• [TEXT SECTION]
..........

- Origin: Sydney, New South Wales, Australia
- Genres: Rock
- Years active: 1999–2002
- Labels: RCA/BMG
- Past members: Peter Banicevic Tony Jukic Gordon Burke John Varipatis (Johnny Sans) Owen Thomson Adam Church

= Oblivia (band) =

Australian rock band

Oblivia were an Australian rock band formed in 1999 by mainstays Peter Banicevic (p.k.a. Pete Banner) on bass guitar and Tony Jukic (p.k.a. Tony Juke) on guitar and synthesisers. They were joined in the following year by Irish-born vocalist, Gordon Bourke (p.k.a. Josh Orange). Their debut single, "My Friend" (May 2000), peaked at No. 35 on the ARIA Singles Chart. At the ARIA Music Awards of 2000, "My Friend" received two trophies for Producer of the Year and Engineer of the Year for the work by Steve James. Oblivia released a sole album, The Careless Ones (July 2001) before disbanding in the following year.

== History ==

Oblivia were an Australian rock band formed in Sydney by Peter Banicevic (p.k.a. Pete Banner) on bass guitar and Tony Jukic (p.k.a. Tony Juke) on guitar and synthesisers in 1999. Banicevic and Jukic were schoolmates from the western suburbs. Irish-born Gordon Burke (p.k.a. Josh Orange) joined on lead vocals in the following year. They were signed to Albert Music by Harry Vanda for a publishing contract, which led to being taken on-board by BMG.

Their debut single "My Friend" was released in May 2000, which peaked at No. 35 on the ARIA Singles Chart. It was produced by Steve James (Sex Pistols, Mental as Anything, Screaming Jets). The single was supported by national youth radio station, Triple J. At the ARIA Music Awards of 2000, "My Friend" received two trophies for Producer of the Year and Engineer of the Year for the work by James. A second single, "Mindbomb", appeared in October 2000. By December of that year the line-up was Banicevic, Bourke, Jukic, Johnny Sans on guitar and Owen Thompson on drums.

..........

• [MATERIAL SUPPLIED]
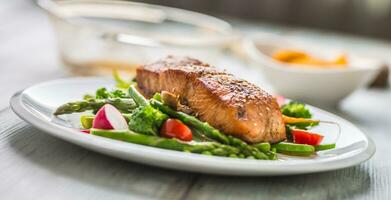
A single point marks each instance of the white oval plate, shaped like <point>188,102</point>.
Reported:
<point>36,104</point>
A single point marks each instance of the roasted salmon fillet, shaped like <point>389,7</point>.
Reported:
<point>232,105</point>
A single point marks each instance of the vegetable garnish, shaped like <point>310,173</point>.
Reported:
<point>305,137</point>
<point>173,128</point>
<point>108,117</point>
<point>128,116</point>
<point>86,131</point>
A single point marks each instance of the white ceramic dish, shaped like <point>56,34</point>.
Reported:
<point>324,87</point>
<point>36,104</point>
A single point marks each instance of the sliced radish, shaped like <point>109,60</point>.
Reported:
<point>87,131</point>
<point>280,99</point>
<point>108,117</point>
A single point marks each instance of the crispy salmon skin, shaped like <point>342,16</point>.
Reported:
<point>232,105</point>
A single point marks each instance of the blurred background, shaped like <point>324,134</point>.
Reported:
<point>360,17</point>
<point>344,44</point>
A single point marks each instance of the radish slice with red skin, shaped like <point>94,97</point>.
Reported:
<point>108,117</point>
<point>280,100</point>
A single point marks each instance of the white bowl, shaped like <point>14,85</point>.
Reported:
<point>322,87</point>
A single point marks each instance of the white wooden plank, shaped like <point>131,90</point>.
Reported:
<point>36,165</point>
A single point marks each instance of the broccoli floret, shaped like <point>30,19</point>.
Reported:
<point>298,110</point>
<point>147,120</point>
<point>102,93</point>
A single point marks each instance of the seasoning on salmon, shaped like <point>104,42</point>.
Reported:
<point>232,105</point>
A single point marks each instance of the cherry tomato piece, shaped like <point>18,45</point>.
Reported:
<point>305,137</point>
<point>173,128</point>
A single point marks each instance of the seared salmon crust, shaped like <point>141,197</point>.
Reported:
<point>232,105</point>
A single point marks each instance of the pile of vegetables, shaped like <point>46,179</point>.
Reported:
<point>124,114</point>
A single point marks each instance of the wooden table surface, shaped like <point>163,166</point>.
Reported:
<point>34,165</point>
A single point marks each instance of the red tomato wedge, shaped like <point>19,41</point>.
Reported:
<point>305,137</point>
<point>173,128</point>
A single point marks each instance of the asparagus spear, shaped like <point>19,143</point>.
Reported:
<point>208,148</point>
<point>213,133</point>
<point>137,97</point>
<point>123,105</point>
<point>203,127</point>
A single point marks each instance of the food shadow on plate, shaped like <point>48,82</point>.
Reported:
<point>107,173</point>
<point>68,160</point>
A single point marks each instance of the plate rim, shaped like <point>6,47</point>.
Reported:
<point>190,162</point>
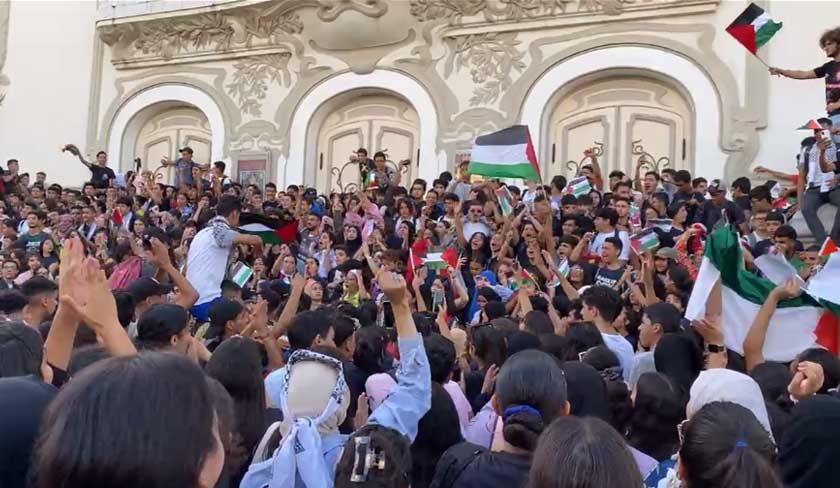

..........

• [TASK INSTRUCTIONS]
1. Reproduce the Oblivia article word for word from "Oblivia were an Australian rock band formed in Sydney" up to and including "on-board by BMG.".
2. Carry on writing the Oblivia article, starting right after its last sentence.
The data has no role in this work.

• [EXERCISE ANSWERS]
1.
Oblivia were an Australian rock band formed in Sydney by Peter Banicevic (p.k.a. Pete Banner) on bass guitar and Tony Jukic (p.k.a. Tony Juke) on guitar and synthesisers in 1999. Banicevic and Jukic were schoolmates from the western suburbs. Irish-born Gordon Burke (p.k.a. Josh Orange) joined on lead vocals in the following year. They were signed to Albert Music by Harry Vanda for a publishing contract, which led to being taken on-board by BMG.

2.
Oblivia issued a sole album, The Careless Ones (July 2001), which was also produced by James. At the end of that month, Australian music journalist, Ed Nimmervoll, rated it as his album of the week and described how the group deliver, "power pop with an edge" and they "have a lot to offer; strong melodies, interesting words, powerful performances." One of the album's tracks, "Shiver", was used on the soundtrack for the comedy-drama film, Bootmen (October 2000). By August 2001 both Sans and Thompson had left while Adam Church had joined as their drummer. They released two more singles from the album, "Collapse on Me" and "Stupid" / "Apparition", before disbanding in 2002.

In 2007 Jukic, on guitar, joined the reformed line-up of a hard rock band, the Hitmen, alongside earlier members Johnny Kannis on lead vocals, Chris Masuak on lead guitar and Tony Robertson on bass guitar, as well as Murray Shepherd on drums.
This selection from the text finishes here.